== RECORDS FOR THIS TASK
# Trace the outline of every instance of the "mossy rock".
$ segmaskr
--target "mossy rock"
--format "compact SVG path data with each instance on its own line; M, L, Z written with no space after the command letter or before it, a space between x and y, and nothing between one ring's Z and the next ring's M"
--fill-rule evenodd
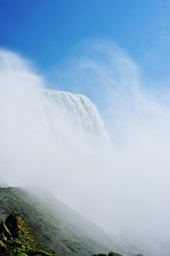
M0 256L57 256L42 247L21 215L12 212L0 224Z

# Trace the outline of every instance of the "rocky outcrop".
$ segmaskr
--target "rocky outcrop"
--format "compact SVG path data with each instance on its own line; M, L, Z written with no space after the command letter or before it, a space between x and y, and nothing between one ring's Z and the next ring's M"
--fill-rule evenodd
M0 224L1 256L57 256L42 248L21 215L12 212Z

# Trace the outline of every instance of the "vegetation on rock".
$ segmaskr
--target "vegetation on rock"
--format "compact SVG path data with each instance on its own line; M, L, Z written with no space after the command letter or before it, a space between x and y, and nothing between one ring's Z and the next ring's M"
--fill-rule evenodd
M14 212L0 224L0 255L57 256L42 248L21 215Z

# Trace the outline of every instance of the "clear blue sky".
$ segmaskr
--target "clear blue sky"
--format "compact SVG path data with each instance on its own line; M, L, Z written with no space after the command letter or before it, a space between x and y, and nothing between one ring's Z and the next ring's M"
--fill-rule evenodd
M0 0L0 46L42 70L89 38L115 40L145 69L170 71L170 1Z

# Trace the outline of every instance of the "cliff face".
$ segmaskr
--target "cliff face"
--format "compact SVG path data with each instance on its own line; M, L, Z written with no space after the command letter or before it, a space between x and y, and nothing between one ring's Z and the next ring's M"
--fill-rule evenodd
M46 251L31 233L25 219L12 212L0 224L1 256L57 256L52 251Z

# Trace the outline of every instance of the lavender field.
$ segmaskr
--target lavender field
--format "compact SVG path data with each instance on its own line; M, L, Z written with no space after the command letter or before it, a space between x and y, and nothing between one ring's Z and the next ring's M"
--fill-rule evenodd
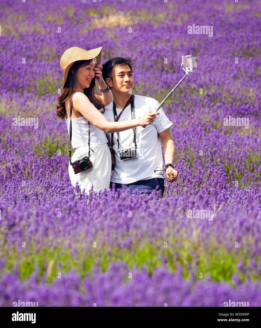
M0 306L260 306L260 2L2 0L0 10ZM188 33L193 24L213 35ZM132 93L160 102L185 74L182 56L197 58L163 107L179 172L162 199L71 185L60 60L101 46L102 64L130 56Z

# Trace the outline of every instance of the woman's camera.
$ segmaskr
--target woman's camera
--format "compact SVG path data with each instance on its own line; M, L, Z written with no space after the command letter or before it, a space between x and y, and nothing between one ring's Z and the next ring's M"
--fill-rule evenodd
M79 157L77 161L72 163L75 174L78 174L80 172L85 171L92 167L92 164L88 156L85 157Z

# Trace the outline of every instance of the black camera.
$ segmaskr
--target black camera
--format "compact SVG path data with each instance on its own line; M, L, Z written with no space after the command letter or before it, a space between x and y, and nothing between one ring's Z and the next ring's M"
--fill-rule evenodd
M129 148L122 150L120 150L119 152L120 153L121 159L122 161L125 161L126 159L130 159L131 158L134 158L137 157L137 148Z
M74 171L75 174L78 174L80 172L85 171L92 167L92 164L88 156L79 157L77 161L72 163L71 165Z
====
* [OBJECTIVE] Turn all of the data above into a numbered list of its lines, skipping blank lines and leaving out the pictures.

* [OUTPUT FOR THIS EXERCISE]
1. # Trace the outline of every instance of the "mossy rock".
2. $ segmaskr
3. --target "mossy rock"
4. --format "compact SVG path data with each instance on its own line; M, L, Z written with no space after the command letter or before it, a space between x and y, and nothing between one ring's Z and the next ring's M"
5. --fill-rule evenodd
6. M0 256L57 256L42 247L21 215L12 212L0 224Z
7. # Trace the outline of every instance of the "rocky outcrop".
8. $ segmaskr
9. --target "rocky outcrop"
10. --format "compact SVG path data with each instance on its own line; M, L, Z written with no space after the command letter or before it, a space between x and y, and nothing between one ring's Z and the next ring's M"
11. --fill-rule evenodd
12. M0 224L1 256L57 256L42 248L21 215L12 212Z
13. # Trace the outline of every instance of the "vegetation on rock".
14. $ segmaskr
15. --target "vegetation on rock"
16. --format "compact SVG path data with each instance on its own line; M, L, Z written with no space after the command letter or before it, a space between x and y, and nothing between one ring's Z and the next ring's M"
17. --fill-rule evenodd
18. M14 212L0 224L0 255L57 256L42 248L21 215Z
19. # Trace the outline of every instance of the "clear blue sky".
20. $ segmaskr
21. --target "clear blue sky"
22. --format "compact SVG path data with each instance on its own line; M, L, Z written with no space after the command letter or before it, a space between x and y, and nothing between one ring's Z and the next ring's M"
23. --fill-rule evenodd
24. M0 0L0 46L42 70L89 38L115 40L145 69L170 71L170 1Z
25. # Trace the outline of every instance of the "cliff face".
26. $ segmaskr
27. --target "cliff face"
28. --format "compact SVG path data with each instance on its own line; M, L, Z written with no space after the command letter or before it, a space between x and y, and nothing between one ring's Z and the next ring's M"
29. --fill-rule evenodd
30. M46 251L31 233L25 219L12 212L0 224L1 256L57 256L52 251Z
31. # Trace the outline of every instance of the lavender field.
32. $ segmaskr
33. --target lavender field
34. --format "compact SVG path data with each instance on its own line; M, L, Z written with no space after the command letter or before it, a space between x and y, and nothing between one ring's Z and the next ring's M"
35. --fill-rule evenodd
36. M0 306L260 306L260 2L2 0L0 10ZM188 33L193 24L213 35ZM132 93L160 102L185 74L182 56L197 58L163 107L179 172L162 199L71 185L60 60L101 46L102 64L130 56Z
37. # Trace the outline of every instance of the woman's camera.
38. $ segmaskr
39. --target woman's camera
40. --format "compact SVG path data with each instance on its own line; M, L, Z written with no space after the command letter or before it, a space between x and y, and nothing between one ring's Z and the next ring's M"
41. --fill-rule evenodd
42. M79 157L77 161L72 163L75 174L78 174L80 172L85 171L92 167L92 164L88 156L85 157Z
43. # Trace the outline of every instance of the black camera.
44. $ segmaskr
45. --target black camera
46. --format "compact SVG path data with each instance on its own line; M, L, Z written with no space after the command letter or before it, a space between x and y, and nothing between one ring's Z and the next ring's M"
47. --fill-rule evenodd
48. M129 148L122 150L120 150L119 152L120 153L121 159L122 161L125 161L126 159L130 159L131 158L134 158L137 157L137 148Z
49. M74 171L75 174L78 174L80 172L85 171L92 167L92 164L88 156L79 157L77 161L72 163L71 165Z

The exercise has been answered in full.